STATED PROBLEM 1
In the passage on flaky test detection, list every reason it gives for why flaky tests are problematic.
STATED PROBLEM 2
According to the passage on flaky test detection, what condition causes a test to be flagged as flaky?

DOCUMENT PASSAGE

──────

Flaky tests are problematic because they:

- Create false positives that block legitimate deployments
- Reduce confidence in your test suite
- Waste developer time investigating non-issues
- Can mask real bugs when they fail intermittently

## How Flaky Detection Works

Flaky test detection works by running your test suite multiple times on the
same commit. When tests produce different results (pass/fail) across these runs
on identical code, they are flagged as flaky. This approach helps identify
tests that are unreliable and may cause false positives or negatives in your CI
pipeline.

## Setting Up Flaky Test Detection

See CI‑specific setup guides:

<DocsetGrid>
  <Docset title="GitHub Actions"
          path="/ci-insights/setup/github-actions#setting-up-flaky-test-detection" icon="simple-icons:githubactions">
    Configure scheduled looping runs and upload reports.
  </Docset>
  <Docset title="Jenkins"
          path="/ci-insights/setup/jenkins#setting-up-flaky-test-detection" icon="simple-icons:jenkins">
    Configure scheduled looping runs and upload reports.

──────

Entries from a pointing dataset
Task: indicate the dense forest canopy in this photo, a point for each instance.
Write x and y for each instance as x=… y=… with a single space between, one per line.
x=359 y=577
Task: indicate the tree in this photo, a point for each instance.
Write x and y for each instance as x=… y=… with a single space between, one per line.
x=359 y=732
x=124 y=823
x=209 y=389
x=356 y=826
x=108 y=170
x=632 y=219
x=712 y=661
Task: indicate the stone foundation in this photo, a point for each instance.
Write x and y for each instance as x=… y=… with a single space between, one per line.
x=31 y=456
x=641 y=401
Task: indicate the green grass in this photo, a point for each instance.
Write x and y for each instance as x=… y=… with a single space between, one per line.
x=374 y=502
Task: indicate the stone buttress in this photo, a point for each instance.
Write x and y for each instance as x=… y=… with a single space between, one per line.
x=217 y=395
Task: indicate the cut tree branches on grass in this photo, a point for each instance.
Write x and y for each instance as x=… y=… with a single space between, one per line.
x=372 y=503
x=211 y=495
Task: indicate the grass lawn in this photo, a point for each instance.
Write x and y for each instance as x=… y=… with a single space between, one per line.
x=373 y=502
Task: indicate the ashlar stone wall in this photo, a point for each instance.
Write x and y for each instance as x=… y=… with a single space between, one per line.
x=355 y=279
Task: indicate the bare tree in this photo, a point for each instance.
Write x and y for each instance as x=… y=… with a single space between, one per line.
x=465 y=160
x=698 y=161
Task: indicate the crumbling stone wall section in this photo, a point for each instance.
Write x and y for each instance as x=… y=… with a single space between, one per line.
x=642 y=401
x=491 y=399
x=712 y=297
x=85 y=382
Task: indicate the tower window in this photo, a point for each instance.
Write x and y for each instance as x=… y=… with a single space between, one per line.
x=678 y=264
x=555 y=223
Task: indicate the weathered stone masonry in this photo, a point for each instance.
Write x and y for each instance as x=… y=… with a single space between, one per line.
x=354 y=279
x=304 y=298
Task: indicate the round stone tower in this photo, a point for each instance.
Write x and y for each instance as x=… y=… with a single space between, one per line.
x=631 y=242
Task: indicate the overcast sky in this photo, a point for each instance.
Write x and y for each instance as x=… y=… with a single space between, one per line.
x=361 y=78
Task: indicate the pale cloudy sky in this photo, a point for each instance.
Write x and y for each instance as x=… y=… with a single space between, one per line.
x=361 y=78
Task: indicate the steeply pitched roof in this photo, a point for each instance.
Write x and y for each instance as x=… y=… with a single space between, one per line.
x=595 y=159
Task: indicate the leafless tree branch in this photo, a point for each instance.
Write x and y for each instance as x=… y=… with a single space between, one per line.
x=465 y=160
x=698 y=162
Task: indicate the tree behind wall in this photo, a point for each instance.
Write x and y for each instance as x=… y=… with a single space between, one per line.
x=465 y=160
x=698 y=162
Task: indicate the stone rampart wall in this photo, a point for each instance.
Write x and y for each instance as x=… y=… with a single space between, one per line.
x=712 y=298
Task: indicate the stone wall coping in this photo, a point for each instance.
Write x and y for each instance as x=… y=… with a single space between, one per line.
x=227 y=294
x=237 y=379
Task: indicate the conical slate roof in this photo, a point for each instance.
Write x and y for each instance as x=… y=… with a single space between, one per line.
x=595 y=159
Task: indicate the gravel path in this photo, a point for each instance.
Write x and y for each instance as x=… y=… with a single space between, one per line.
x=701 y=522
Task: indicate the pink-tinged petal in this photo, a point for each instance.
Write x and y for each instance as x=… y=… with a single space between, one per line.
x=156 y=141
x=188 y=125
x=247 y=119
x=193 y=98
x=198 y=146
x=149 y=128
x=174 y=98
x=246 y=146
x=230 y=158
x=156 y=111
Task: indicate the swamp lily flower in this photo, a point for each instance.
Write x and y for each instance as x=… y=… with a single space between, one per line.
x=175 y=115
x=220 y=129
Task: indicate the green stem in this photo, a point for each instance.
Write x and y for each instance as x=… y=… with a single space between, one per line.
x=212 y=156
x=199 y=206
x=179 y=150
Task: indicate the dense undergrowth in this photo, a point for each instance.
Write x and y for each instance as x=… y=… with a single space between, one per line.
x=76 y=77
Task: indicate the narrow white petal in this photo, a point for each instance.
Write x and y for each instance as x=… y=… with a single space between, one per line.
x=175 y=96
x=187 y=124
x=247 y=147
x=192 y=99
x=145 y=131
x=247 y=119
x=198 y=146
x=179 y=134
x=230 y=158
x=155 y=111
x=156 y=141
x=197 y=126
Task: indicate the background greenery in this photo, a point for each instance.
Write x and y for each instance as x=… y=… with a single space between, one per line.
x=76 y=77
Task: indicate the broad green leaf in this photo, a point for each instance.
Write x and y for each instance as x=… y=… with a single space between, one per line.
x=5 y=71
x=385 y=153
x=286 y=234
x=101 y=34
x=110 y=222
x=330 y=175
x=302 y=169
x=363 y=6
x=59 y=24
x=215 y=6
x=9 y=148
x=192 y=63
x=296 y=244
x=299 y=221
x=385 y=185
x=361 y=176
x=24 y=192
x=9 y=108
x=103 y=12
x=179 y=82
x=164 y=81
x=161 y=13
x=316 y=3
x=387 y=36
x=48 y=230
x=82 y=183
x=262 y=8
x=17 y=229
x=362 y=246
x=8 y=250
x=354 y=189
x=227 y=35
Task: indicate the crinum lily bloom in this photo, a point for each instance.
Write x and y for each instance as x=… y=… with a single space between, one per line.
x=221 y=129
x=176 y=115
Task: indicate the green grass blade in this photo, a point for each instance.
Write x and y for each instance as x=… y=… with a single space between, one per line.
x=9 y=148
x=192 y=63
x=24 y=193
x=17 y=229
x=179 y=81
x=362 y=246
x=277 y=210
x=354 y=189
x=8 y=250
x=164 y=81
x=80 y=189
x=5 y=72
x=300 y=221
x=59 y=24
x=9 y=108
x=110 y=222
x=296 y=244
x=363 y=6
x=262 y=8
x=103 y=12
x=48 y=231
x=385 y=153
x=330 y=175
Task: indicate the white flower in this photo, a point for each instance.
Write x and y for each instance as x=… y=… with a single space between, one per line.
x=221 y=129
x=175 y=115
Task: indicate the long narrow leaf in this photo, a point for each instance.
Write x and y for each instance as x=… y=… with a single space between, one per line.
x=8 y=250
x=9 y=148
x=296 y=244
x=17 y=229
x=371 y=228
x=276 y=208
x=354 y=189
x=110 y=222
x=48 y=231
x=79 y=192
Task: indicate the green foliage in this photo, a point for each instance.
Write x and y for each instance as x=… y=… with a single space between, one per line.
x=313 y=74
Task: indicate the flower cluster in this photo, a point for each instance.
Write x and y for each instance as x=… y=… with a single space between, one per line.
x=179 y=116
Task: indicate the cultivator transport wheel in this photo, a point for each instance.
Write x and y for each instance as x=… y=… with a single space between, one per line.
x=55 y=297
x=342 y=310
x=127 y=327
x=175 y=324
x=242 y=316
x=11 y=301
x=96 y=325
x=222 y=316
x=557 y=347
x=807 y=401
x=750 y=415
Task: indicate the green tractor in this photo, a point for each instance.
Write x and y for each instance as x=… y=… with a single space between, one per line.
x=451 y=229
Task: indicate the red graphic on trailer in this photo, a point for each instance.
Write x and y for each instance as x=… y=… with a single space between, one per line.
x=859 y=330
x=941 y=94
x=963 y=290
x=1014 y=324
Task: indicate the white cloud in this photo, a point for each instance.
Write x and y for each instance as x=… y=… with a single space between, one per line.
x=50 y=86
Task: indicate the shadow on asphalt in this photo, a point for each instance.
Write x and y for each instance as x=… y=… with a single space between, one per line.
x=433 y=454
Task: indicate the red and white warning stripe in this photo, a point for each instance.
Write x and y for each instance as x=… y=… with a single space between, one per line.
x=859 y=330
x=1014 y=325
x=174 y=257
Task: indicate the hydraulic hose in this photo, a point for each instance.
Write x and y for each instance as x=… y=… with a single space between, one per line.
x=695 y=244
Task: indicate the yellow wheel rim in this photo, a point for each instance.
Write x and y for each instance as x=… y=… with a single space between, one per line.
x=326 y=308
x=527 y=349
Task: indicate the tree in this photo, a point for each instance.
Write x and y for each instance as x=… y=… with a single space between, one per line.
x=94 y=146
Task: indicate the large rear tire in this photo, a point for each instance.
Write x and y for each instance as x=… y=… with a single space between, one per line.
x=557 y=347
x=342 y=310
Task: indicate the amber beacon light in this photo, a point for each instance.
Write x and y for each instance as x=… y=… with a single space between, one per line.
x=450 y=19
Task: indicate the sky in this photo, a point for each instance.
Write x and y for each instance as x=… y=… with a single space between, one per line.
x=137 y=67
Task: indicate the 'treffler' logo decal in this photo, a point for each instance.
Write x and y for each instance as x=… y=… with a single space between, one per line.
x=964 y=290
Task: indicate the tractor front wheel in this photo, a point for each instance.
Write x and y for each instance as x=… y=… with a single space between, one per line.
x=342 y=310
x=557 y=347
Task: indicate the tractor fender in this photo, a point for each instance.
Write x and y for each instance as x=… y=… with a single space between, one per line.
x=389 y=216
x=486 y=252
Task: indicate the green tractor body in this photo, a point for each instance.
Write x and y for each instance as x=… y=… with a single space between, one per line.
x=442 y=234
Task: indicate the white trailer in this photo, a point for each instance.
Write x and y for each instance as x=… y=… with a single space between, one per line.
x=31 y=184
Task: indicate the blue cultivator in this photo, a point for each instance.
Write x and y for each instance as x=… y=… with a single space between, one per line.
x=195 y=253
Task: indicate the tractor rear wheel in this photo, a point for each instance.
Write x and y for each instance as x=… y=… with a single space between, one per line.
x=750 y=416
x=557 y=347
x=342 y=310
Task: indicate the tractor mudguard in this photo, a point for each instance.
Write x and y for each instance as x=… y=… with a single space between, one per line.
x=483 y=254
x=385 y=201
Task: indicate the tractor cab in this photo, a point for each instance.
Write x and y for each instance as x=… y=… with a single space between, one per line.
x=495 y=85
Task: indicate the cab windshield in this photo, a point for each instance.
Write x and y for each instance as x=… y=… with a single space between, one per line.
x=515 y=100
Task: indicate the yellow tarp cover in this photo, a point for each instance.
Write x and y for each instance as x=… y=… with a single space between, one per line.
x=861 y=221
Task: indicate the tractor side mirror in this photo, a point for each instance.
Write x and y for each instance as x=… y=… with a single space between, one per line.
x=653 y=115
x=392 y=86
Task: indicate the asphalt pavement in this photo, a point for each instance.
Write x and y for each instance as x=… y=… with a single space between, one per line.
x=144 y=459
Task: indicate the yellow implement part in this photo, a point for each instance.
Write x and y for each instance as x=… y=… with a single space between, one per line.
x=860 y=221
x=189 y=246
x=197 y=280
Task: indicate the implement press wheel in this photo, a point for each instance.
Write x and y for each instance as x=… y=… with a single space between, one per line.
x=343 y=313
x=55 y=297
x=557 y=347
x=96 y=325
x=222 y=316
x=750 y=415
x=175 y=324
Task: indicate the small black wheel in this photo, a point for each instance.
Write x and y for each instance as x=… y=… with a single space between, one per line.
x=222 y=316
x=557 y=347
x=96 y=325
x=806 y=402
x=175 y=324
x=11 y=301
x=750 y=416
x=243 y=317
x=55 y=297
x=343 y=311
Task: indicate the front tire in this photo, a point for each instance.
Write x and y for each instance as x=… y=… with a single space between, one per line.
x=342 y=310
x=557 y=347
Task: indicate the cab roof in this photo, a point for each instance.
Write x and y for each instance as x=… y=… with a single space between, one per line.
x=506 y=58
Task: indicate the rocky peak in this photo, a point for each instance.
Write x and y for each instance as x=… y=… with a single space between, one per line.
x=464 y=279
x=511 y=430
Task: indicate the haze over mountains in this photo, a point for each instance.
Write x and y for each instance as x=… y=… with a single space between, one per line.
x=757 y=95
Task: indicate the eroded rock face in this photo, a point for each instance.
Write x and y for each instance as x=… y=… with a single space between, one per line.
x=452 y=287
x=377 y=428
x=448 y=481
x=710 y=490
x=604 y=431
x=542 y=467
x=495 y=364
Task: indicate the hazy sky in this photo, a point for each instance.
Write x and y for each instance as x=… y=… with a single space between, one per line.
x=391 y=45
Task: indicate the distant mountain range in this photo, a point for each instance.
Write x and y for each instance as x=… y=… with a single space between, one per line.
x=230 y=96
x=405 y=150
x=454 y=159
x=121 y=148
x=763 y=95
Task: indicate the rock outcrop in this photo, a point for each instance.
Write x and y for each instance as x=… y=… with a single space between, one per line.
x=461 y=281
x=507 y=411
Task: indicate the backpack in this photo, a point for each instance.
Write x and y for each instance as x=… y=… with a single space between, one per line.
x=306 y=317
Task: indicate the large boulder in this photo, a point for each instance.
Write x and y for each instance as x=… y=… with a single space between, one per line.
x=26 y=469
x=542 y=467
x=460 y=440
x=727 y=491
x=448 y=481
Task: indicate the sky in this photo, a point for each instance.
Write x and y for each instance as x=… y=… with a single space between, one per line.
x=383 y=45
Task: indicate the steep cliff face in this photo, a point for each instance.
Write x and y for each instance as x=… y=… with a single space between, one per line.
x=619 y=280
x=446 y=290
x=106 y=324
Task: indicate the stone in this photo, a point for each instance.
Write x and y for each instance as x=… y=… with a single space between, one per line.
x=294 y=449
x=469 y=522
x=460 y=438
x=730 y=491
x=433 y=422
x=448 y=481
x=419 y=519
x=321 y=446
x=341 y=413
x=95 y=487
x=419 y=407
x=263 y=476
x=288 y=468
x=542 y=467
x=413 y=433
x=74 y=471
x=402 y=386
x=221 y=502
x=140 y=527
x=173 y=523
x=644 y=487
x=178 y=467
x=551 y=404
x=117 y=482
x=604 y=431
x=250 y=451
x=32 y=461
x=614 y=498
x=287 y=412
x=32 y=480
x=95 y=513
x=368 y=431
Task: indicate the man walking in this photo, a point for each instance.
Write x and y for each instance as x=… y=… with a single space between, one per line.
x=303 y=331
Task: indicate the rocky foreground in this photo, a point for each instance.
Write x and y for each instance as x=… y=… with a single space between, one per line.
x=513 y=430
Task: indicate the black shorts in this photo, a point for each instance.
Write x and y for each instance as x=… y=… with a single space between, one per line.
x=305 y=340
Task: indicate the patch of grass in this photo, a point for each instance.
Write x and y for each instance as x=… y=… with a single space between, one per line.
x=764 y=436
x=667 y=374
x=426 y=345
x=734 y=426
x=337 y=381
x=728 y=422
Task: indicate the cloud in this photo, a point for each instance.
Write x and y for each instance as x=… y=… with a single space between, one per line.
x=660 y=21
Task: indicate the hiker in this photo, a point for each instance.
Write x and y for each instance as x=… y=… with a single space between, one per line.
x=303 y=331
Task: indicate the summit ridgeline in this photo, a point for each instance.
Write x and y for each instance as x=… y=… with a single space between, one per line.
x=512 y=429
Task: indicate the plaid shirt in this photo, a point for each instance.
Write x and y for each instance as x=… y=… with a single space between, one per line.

──────

EXERCISE SOLUTION 1
- They create false positives that block legitimate deployments.
- They reduce confidence in your test suite.
- They waste developer time investigating non-issues.
- They can mask real bugs when they fail intermittently.

EXERCISE SOLUTION 2
A test is flagged as flaky when it produces different results (pass/fail) across multiple runs of the test suite on the same commit.